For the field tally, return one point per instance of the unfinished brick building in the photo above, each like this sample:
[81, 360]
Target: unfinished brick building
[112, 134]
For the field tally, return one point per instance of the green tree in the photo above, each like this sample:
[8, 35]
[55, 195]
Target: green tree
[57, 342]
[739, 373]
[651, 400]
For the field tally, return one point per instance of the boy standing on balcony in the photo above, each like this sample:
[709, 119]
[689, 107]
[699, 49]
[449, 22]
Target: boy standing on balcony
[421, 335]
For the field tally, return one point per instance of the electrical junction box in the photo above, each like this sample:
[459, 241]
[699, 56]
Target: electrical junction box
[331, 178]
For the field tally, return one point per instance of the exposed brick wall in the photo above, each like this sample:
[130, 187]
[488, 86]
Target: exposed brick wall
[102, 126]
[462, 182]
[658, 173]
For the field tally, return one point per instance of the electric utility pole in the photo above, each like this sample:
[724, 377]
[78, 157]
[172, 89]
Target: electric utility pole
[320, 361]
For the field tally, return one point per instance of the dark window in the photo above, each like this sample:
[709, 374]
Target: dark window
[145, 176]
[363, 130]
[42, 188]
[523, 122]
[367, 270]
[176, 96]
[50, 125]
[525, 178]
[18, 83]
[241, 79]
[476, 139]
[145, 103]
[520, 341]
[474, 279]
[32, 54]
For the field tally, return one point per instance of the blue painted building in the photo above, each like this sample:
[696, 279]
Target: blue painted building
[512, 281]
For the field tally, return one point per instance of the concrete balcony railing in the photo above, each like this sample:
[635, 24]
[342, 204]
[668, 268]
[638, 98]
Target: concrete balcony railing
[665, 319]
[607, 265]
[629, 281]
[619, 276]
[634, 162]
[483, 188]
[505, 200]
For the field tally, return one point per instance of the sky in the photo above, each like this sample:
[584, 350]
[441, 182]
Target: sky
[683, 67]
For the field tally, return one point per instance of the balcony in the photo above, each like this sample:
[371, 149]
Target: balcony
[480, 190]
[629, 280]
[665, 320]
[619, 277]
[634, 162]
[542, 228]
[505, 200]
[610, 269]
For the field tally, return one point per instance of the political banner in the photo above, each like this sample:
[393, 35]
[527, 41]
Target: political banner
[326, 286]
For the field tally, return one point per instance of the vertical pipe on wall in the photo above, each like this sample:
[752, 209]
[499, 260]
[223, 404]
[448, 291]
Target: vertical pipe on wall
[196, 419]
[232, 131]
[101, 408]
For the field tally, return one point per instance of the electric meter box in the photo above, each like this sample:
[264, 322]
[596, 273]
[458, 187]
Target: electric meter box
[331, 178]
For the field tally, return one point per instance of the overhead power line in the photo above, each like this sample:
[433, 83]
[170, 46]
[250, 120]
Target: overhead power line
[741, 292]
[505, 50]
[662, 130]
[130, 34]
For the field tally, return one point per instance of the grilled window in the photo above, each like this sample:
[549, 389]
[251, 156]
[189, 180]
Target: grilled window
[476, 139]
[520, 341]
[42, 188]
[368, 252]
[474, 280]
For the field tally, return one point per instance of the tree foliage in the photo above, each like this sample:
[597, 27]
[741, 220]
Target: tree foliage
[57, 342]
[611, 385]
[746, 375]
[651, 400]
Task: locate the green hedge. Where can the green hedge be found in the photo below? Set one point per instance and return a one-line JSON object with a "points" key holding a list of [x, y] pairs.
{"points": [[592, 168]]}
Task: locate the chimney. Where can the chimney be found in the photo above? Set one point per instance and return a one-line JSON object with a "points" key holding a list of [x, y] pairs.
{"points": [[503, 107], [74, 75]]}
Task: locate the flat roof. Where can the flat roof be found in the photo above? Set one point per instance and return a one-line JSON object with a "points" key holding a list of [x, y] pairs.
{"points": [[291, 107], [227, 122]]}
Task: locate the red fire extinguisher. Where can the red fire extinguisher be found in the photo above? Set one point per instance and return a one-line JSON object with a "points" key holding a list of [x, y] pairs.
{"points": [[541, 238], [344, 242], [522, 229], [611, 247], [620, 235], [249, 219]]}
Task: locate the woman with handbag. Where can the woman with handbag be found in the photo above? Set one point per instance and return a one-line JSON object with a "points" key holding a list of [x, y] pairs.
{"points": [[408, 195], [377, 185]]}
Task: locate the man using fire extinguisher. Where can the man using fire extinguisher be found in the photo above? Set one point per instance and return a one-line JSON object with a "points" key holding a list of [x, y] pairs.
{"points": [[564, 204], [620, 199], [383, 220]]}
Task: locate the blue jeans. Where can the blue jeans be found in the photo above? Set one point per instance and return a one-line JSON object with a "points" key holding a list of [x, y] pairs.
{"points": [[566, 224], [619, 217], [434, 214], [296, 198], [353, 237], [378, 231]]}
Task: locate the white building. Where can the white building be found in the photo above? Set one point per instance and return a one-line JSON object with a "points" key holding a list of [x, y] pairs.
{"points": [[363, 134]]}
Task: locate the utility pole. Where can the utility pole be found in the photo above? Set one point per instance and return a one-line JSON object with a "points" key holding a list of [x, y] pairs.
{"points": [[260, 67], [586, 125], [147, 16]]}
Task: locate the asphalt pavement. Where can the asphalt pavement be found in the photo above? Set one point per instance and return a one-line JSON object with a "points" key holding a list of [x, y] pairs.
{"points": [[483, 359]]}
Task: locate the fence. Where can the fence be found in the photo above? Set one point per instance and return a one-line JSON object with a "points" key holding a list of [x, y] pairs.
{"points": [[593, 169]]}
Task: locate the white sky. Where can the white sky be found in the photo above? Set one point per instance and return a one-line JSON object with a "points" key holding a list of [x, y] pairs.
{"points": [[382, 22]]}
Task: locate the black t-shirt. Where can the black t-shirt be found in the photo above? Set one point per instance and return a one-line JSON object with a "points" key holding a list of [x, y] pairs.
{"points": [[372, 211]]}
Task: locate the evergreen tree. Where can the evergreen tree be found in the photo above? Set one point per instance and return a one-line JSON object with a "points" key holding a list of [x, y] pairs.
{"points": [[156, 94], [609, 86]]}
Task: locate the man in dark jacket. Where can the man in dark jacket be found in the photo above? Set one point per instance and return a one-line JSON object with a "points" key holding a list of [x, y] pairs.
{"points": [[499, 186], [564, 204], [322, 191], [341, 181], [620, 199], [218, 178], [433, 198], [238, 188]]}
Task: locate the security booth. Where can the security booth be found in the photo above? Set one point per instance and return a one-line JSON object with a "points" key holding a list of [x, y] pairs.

---

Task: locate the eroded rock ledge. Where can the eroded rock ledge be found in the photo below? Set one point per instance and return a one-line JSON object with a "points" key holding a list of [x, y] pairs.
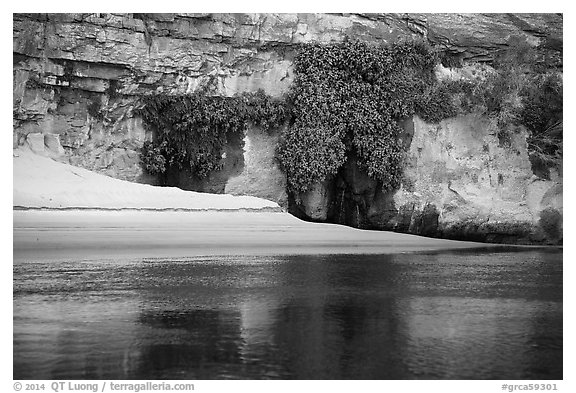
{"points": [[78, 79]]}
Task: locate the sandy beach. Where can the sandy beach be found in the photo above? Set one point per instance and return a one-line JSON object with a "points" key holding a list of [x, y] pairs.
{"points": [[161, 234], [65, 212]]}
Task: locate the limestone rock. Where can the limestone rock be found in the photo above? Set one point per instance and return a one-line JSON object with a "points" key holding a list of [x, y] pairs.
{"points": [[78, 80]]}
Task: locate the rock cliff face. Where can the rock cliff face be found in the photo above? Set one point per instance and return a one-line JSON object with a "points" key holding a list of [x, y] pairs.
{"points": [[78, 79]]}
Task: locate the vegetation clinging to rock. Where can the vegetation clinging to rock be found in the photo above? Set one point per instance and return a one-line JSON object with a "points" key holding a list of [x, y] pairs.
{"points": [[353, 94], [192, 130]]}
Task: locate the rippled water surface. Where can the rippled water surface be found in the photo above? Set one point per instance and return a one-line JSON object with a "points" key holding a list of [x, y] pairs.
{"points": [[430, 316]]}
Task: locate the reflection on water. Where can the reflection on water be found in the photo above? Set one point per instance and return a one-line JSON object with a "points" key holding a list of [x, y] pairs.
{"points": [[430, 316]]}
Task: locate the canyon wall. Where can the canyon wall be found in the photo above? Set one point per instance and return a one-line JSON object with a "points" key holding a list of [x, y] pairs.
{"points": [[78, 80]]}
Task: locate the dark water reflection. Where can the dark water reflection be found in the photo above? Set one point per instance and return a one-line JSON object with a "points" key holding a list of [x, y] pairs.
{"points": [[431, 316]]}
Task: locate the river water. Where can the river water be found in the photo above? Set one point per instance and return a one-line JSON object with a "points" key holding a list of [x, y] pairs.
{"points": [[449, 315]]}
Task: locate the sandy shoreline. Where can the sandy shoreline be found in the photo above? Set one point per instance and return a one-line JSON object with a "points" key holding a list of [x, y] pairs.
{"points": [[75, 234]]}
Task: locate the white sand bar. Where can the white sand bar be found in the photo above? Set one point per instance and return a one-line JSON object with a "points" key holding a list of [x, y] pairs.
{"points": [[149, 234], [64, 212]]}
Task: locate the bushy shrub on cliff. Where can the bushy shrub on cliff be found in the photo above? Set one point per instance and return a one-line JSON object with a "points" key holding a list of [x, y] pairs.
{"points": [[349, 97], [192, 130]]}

---

Instructions for the task
Within the material above, output exactly the lines from the one with "Task: locate the asphalt" through the one with "Task: locate the security", end lines included, and nothing besides.

Final answer
Task: locate the asphalt pavement. Where can the asphalt pavement be found in the photo above? Set one point per instance and return a one-line JSON object with a "points" key holding a list of [x, y] pairs.
{"points": [[483, 359]]}
Task: locate the fence. Where can the fence be found in the photo above? Set one point per instance and return a one-line JSON object with a "points" key holding a list of [x, y] pairs.
{"points": [[593, 169]]}
Task: locate the white sky. Where can the white sky be found in the photo above? Set one point per instance and return a one-line JSON object with a "points" key holding a list of [x, y] pairs.
{"points": [[382, 22]]}
Task: locate the black t-shirt. Where can the black t-shirt be found in the photo above? Set one point per instance and return a one-line JSON object with a "points" key holding a list of [x, y] pairs.
{"points": [[372, 211]]}
Task: locate the evergreen tree. Where can the evergreen tree be found in the photo above? Set one point per instance and return a one-line JSON object with a "points" key holding a list of [x, y] pairs.
{"points": [[156, 94], [609, 86]]}
Task: locate the man in dark jacket. Where can the man in dark jacket be found in the photo above? Set one point per instance and return a one-line JSON object with a "points" key holding a list of [x, y] pairs.
{"points": [[499, 186], [564, 204], [322, 191], [341, 181], [620, 199], [218, 178], [433, 198], [238, 188]]}
Task: locate the security booth. Where can the security booth be found in the photo above? Set one point per instance and return a one-line JSON object with a "points" key holding a list of [x, y] pairs.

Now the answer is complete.